* Stated problem
Find each line in the records that contains the word "dark" and copy those lines.

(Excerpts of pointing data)

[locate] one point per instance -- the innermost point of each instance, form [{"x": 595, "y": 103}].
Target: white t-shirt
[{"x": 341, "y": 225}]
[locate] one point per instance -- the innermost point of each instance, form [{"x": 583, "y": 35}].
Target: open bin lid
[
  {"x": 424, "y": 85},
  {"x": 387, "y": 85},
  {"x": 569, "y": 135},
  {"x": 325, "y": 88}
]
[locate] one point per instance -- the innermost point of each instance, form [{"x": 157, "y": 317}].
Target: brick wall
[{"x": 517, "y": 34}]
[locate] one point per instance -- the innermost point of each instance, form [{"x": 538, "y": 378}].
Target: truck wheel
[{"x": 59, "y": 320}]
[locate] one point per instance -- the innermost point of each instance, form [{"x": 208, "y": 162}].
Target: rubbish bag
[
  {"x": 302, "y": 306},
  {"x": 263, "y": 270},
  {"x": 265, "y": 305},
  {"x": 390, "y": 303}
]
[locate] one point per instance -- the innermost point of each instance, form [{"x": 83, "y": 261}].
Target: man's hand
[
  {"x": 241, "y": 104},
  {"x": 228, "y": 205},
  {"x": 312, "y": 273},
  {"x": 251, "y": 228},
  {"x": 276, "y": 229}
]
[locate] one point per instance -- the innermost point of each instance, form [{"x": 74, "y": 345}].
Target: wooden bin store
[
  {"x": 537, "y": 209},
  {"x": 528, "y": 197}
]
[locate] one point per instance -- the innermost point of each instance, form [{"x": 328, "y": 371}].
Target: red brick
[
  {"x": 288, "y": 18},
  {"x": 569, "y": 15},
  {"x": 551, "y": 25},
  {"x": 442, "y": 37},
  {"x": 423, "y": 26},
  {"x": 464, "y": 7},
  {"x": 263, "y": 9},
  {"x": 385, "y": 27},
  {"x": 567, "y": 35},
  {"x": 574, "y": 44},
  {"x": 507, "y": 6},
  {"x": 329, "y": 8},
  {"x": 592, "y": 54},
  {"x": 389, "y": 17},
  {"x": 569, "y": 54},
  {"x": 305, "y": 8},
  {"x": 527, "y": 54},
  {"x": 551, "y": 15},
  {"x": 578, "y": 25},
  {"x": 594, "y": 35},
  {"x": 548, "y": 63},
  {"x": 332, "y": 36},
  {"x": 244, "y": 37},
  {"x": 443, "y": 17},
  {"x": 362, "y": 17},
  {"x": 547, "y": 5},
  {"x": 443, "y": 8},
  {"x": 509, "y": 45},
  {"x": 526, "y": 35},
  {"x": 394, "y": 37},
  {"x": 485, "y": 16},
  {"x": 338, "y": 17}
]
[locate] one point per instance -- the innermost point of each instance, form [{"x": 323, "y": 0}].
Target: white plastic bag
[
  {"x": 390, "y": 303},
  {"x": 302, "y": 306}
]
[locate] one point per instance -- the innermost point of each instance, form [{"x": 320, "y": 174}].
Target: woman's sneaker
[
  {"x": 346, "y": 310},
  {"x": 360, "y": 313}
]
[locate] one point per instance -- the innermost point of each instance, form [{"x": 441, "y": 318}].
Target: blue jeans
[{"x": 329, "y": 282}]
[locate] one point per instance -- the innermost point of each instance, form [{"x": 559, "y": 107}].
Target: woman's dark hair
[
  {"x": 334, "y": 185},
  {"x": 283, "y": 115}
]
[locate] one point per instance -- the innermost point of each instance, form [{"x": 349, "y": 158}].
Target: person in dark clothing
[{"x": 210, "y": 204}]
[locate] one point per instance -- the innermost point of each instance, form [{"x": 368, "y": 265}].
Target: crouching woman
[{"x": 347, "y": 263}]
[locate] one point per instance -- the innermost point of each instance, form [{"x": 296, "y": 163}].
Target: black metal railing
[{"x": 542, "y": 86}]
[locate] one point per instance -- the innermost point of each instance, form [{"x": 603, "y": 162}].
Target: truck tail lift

* Solution to this problem
Target: woman's dark hair
Target: person in dark clothing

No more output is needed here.